[Material provided — start]

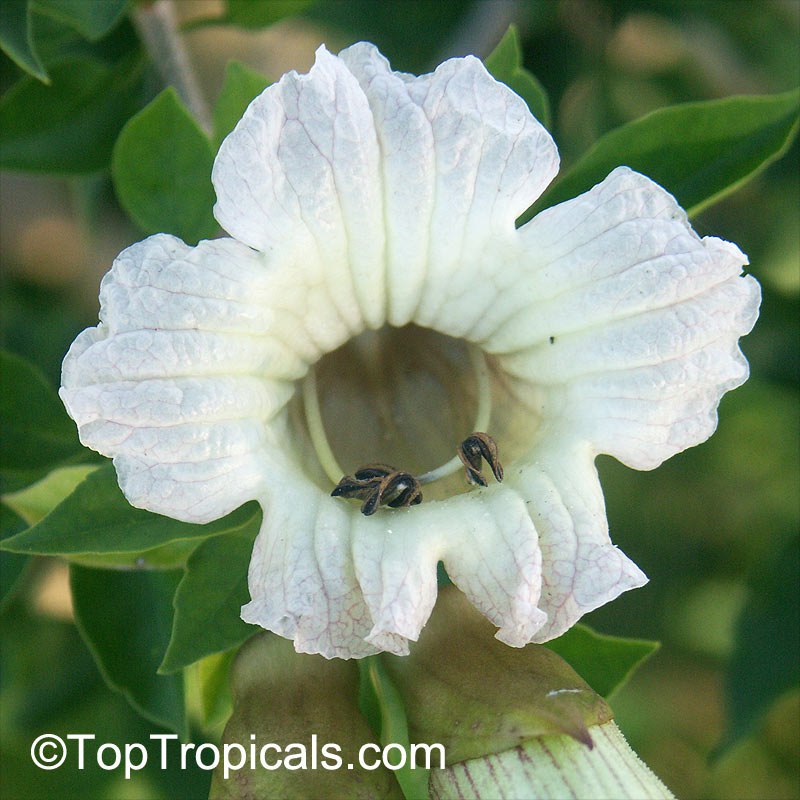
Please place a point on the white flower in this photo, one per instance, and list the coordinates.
(361, 200)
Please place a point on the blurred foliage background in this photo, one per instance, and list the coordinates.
(716, 528)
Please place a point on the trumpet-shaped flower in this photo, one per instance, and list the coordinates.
(375, 302)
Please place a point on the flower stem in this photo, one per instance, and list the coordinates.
(158, 29)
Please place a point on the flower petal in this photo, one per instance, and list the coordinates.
(172, 387)
(382, 184)
(345, 585)
(301, 172)
(626, 319)
(462, 158)
(302, 579)
(581, 569)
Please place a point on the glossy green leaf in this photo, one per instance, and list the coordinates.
(382, 705)
(16, 37)
(240, 86)
(161, 168)
(69, 126)
(699, 152)
(36, 434)
(91, 18)
(764, 664)
(35, 502)
(505, 64)
(248, 14)
(209, 599)
(213, 674)
(604, 662)
(96, 518)
(125, 618)
(172, 555)
(299, 703)
(484, 696)
(11, 564)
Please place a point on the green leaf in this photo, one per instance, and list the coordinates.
(476, 696)
(11, 564)
(298, 703)
(505, 65)
(35, 432)
(248, 14)
(700, 152)
(71, 125)
(96, 518)
(378, 692)
(604, 662)
(16, 38)
(161, 168)
(213, 674)
(125, 619)
(241, 85)
(209, 599)
(93, 19)
(36, 501)
(764, 664)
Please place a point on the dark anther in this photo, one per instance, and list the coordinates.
(380, 484)
(475, 447)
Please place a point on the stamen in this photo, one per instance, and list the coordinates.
(319, 439)
(482, 415)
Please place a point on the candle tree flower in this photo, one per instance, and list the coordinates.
(375, 302)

[Material provided — finish]

Assignment: Set down exactly what runs from the line with "Please place a point on the stamen" to the last line of the data above, including both of those lines and no others.

Result of this task:
Please place a point on the stamen in this photo, one per instance, and list the coordinates.
(319, 439)
(482, 415)
Please place a point on the candle tree flower in this photo, one per instance, and list the coordinates.
(375, 302)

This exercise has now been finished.